Wednesday, December 26, 2012

Honeymoon Part 3: Budapest

In Budapest, we were once again staying near a Christmas market at the foot of a beautiful old building. This time it was St. Stephen's Basilica:

Right next to the entrance of the building where we were staying, there was a marzipan vendor, which was perfect because I flipping LOVE marzipan, and this guy had giant balls of it dipped in chocolate with various jam fillings. That was my favorite thing I ate on the whole trip.
The Budapest Christmas market also had the biggest piles of meat of anywhere we had seen:
MEAT
MORE MEAT
It also had these amazing hot cheese sandwich things - they would spread dough out very thin on a griddle, then pile a TON of cheese and sour cream into it, then flip it over a few times and hand it to you. DELICIOUS.
This is the face of pure happiness.
Besides eating, we also visited the Great Synagogue, which is the biggest synagogue in Europe.
It is really beautiful.

Like in Prague, it also had a somewhat questionably-title information kiosk:
JEWINFORM
We visited the Buda castle, which is near the gorgeous Matthias Church. In addition to being beautiful, it also prompted me and Ben to have a long conversation about Redwall, because of its name.

The church is surrounded by the Fisherman's Bastion, named after the fishermen who used to live there and defend the castle. It is also pretty fairytale-like.

** Data provided **
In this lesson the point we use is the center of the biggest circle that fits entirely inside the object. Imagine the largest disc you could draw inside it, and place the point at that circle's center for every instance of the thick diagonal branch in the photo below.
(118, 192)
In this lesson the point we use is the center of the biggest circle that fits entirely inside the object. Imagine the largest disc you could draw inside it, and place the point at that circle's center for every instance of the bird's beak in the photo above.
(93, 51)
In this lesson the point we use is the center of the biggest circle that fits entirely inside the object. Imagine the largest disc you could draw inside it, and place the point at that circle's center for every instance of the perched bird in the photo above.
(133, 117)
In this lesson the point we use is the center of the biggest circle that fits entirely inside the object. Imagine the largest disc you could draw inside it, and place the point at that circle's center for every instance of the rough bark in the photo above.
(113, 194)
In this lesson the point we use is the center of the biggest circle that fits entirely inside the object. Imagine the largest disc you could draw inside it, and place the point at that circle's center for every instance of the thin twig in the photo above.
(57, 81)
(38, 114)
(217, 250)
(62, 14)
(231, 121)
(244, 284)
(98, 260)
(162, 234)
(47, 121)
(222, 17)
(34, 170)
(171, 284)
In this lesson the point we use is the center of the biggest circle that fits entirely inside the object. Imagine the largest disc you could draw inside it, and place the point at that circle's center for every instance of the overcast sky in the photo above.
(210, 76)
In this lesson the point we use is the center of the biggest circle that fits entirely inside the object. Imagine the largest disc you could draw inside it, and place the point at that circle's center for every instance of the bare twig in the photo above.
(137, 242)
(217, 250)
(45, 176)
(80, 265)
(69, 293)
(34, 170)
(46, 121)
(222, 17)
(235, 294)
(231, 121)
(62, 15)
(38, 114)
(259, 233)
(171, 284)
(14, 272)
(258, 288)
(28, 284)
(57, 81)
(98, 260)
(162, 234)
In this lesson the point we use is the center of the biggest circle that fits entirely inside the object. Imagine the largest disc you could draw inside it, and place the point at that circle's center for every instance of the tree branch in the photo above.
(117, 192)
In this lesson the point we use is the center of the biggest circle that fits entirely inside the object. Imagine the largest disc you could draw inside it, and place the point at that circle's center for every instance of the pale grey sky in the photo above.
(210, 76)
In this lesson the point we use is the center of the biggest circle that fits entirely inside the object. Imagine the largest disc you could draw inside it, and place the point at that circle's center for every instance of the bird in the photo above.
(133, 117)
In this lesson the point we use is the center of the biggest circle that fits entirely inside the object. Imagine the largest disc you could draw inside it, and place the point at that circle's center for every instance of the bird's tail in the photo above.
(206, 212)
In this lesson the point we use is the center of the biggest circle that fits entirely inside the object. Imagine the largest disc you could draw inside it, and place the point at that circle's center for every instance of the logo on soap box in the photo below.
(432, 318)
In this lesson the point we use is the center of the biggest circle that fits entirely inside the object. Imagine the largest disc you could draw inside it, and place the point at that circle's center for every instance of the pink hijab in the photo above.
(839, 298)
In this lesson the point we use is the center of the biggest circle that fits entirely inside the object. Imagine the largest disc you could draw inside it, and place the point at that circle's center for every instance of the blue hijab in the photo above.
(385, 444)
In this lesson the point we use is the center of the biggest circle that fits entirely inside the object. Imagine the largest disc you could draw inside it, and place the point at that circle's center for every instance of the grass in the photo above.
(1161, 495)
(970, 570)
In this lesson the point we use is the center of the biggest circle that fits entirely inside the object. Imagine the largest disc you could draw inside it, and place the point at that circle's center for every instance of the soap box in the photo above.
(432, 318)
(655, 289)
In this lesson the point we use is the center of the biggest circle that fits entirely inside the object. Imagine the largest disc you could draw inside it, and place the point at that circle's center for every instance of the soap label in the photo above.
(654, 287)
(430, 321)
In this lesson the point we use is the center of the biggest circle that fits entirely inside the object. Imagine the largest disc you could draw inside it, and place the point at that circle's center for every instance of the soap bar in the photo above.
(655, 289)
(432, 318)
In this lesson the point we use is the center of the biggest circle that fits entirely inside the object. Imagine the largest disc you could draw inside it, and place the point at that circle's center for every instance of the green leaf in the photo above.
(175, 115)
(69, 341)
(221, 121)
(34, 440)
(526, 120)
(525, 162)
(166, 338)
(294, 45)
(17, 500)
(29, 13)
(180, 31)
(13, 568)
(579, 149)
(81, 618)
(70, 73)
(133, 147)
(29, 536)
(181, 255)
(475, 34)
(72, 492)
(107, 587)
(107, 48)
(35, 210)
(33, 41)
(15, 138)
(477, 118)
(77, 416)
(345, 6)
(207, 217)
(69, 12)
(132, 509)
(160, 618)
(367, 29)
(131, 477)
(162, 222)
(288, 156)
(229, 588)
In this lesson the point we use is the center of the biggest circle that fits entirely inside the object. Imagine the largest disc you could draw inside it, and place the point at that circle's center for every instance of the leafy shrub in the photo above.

** What is needed **
Reproduce the stretch of the Budapest honeymoon post from "The Budapest Christmas" through "to you. DELICIOUS.", changing "griddle" to "skillet".

** Result of this task **
The Budapest Christmas market also had the biggest piles of meat of anywhere we had seen:
MEAT
MORE MEAT
It also had these amazing hot cheese sandwich things - they would spread dough out very thin on a skillet, then pile a TON of cheese and sour cream into it, then flip it over a few times and hand it to you. DELICIOUS.